Data entries:
________

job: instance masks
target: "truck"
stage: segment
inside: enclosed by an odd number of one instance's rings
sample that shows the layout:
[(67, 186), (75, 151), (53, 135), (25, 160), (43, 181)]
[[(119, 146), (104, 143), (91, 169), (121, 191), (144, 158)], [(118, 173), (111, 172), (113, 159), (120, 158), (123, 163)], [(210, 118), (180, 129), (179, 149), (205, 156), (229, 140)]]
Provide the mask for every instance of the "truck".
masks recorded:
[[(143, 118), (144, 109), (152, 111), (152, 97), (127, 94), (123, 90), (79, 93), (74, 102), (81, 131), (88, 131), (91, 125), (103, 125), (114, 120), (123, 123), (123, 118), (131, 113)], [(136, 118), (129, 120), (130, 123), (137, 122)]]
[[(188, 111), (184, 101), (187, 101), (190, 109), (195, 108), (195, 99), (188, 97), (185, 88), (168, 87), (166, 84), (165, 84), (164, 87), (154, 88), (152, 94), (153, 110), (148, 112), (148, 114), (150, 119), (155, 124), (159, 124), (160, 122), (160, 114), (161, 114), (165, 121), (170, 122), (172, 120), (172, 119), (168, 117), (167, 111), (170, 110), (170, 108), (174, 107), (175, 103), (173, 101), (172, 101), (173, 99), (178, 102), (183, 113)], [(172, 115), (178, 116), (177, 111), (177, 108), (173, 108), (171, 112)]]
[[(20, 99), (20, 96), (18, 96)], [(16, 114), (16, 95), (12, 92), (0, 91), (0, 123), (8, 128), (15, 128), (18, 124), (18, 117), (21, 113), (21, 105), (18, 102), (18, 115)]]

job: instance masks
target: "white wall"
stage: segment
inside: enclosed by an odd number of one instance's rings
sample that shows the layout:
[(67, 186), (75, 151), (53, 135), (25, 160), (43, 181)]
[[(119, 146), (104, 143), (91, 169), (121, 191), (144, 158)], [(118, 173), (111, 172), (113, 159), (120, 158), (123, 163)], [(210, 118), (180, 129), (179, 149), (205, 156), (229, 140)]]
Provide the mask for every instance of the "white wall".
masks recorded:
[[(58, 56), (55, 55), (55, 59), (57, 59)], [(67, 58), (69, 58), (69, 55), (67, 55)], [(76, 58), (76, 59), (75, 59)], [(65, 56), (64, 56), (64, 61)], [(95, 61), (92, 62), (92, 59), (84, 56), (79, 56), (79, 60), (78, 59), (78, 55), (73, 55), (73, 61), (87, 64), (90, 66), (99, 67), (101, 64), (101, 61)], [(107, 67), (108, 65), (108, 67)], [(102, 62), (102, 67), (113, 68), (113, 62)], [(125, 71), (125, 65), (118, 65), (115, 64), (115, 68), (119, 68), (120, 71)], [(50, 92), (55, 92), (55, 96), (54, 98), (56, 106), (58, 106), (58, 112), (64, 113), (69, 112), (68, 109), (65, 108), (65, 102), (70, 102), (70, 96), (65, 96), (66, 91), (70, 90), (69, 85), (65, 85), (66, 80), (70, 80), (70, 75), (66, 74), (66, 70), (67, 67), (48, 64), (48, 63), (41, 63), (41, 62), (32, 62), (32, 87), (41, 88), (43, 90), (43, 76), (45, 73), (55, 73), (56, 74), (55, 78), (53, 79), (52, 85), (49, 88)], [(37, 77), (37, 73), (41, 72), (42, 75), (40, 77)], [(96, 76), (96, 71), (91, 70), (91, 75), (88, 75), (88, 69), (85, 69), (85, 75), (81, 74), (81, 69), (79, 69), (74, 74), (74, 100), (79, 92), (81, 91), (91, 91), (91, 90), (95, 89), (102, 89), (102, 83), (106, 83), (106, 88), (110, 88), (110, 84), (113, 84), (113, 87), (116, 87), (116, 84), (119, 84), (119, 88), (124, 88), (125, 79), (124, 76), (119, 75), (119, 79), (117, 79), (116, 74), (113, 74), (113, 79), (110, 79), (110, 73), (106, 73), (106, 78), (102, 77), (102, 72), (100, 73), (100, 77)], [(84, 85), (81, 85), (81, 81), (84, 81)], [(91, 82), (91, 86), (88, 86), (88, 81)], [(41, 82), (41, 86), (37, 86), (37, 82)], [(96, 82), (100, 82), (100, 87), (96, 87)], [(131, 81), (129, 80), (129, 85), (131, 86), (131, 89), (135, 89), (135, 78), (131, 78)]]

________

» **Request**: Format every line of the records above as a Markdown table with two columns, Row and Line. Number the rows in order and leave out blank lines.

» **Exercise output**:
| Row | Line |
|---|---|
| 1 | job: instance masks |
| 2 | target: "truck" |
| 3 | stage: segment |
| 4 | inside: enclosed by an odd number of one instance's rings |
| 5 | sample that shows the layout: |
| 6 | [(67, 186), (75, 151), (53, 135), (25, 160), (43, 181)] |
| 7 | [[(119, 146), (104, 143), (91, 169), (121, 191), (144, 158)], [(118, 173), (111, 172), (113, 159), (120, 158), (123, 163)], [(210, 118), (180, 129), (179, 149), (205, 156), (229, 140)]] |
| 8 | Provide the mask for every instance of the "truck". |
| 9 | masks recorded: |
| 10 | [[(143, 118), (144, 109), (152, 111), (152, 97), (127, 94), (123, 90), (79, 93), (74, 102), (81, 131), (88, 131), (91, 125), (103, 125), (114, 120), (123, 123), (123, 118), (131, 113)], [(136, 118), (129, 120), (130, 123), (137, 122)]] |
| 11 | [[(188, 111), (184, 101), (187, 101), (190, 109), (195, 108), (195, 99), (188, 97), (185, 88), (168, 87), (166, 84), (165, 84), (164, 87), (154, 88), (152, 94), (153, 110), (148, 112), (148, 114), (150, 119), (155, 124), (159, 124), (160, 122), (160, 114), (161, 114), (165, 121), (170, 122), (172, 120), (172, 119), (168, 117), (167, 111), (170, 110), (170, 108), (174, 107), (175, 103), (173, 101), (172, 101), (173, 99), (178, 102), (183, 113)], [(172, 115), (178, 116), (177, 111), (177, 108), (173, 108), (171, 112)]] |
| 12 | [[(20, 99), (20, 96), (18, 96)], [(16, 114), (16, 95), (12, 92), (0, 91), (0, 123), (8, 128), (15, 128), (18, 124), (18, 117), (21, 113), (21, 105), (18, 102), (18, 115)]] |
| 13 | job: instance masks |
| 14 | target: "white wall" |
| 15 | stage: segment |
| 16 | inside: enclosed by an odd number of one instance's rings |
| 17 | sample that shows the layout: |
| 18 | [(67, 186), (75, 151), (53, 135), (25, 160), (43, 181)] |
| 19 | [[(119, 146), (104, 143), (91, 169), (121, 191), (144, 158)], [(118, 173), (111, 172), (113, 159), (120, 158), (123, 163)], [(210, 118), (180, 129), (179, 149), (205, 156), (229, 140)]] |
| 20 | Provide the mask for every instance of the "white wall". |
| 21 | masks recorded: |
| 22 | [[(58, 56), (55, 55), (55, 59), (57, 59)], [(67, 58), (69, 58), (69, 55), (67, 55)], [(76, 58), (76, 59), (75, 59)], [(65, 56), (64, 56), (64, 61)], [(95, 61), (92, 62), (92, 59), (84, 56), (79, 56), (79, 60), (78, 59), (78, 55), (73, 55), (73, 61), (87, 64), (90, 66), (99, 67), (101, 64), (101, 61)], [(107, 67), (108, 65), (108, 67)], [(102, 62), (102, 67), (113, 68), (113, 62)], [(125, 71), (125, 65), (118, 65), (115, 64), (115, 68), (119, 68), (120, 71)], [(50, 92), (55, 92), (55, 96), (54, 98), (56, 106), (58, 106), (58, 112), (64, 113), (69, 112), (68, 109), (65, 108), (65, 102), (70, 102), (70, 96), (65, 96), (66, 91), (70, 90), (69, 85), (65, 85), (66, 80), (70, 80), (70, 75), (66, 74), (66, 70), (67, 67), (48, 64), (48, 63), (41, 63), (41, 62), (32, 62), (32, 87), (41, 88), (43, 90), (43, 76), (45, 73), (55, 73), (56, 74), (55, 78), (53, 79), (52, 85), (49, 88)], [(37, 77), (37, 73), (41, 72), (42, 75), (40, 77)], [(96, 76), (96, 71), (91, 70), (91, 75), (88, 75), (88, 69), (85, 69), (85, 75), (81, 74), (81, 69), (79, 69), (74, 74), (74, 100), (79, 92), (81, 91), (91, 91), (91, 90), (95, 89), (102, 89), (102, 83), (106, 83), (106, 88), (110, 88), (110, 84), (113, 84), (113, 87), (116, 87), (116, 84), (119, 84), (119, 88), (124, 88), (125, 79), (124, 76), (119, 75), (119, 79), (117, 79), (116, 74), (113, 74), (113, 79), (110, 79), (110, 73), (106, 73), (106, 78), (102, 77), (102, 72), (100, 73), (100, 77)], [(84, 85), (81, 85), (81, 81), (84, 81)], [(91, 82), (91, 86), (88, 86), (88, 81)], [(41, 82), (41, 86), (37, 86), (37, 82)], [(96, 82), (100, 82), (100, 87), (96, 87)], [(131, 81), (129, 80), (129, 85), (131, 86), (131, 89), (135, 89), (135, 78), (131, 78)]] |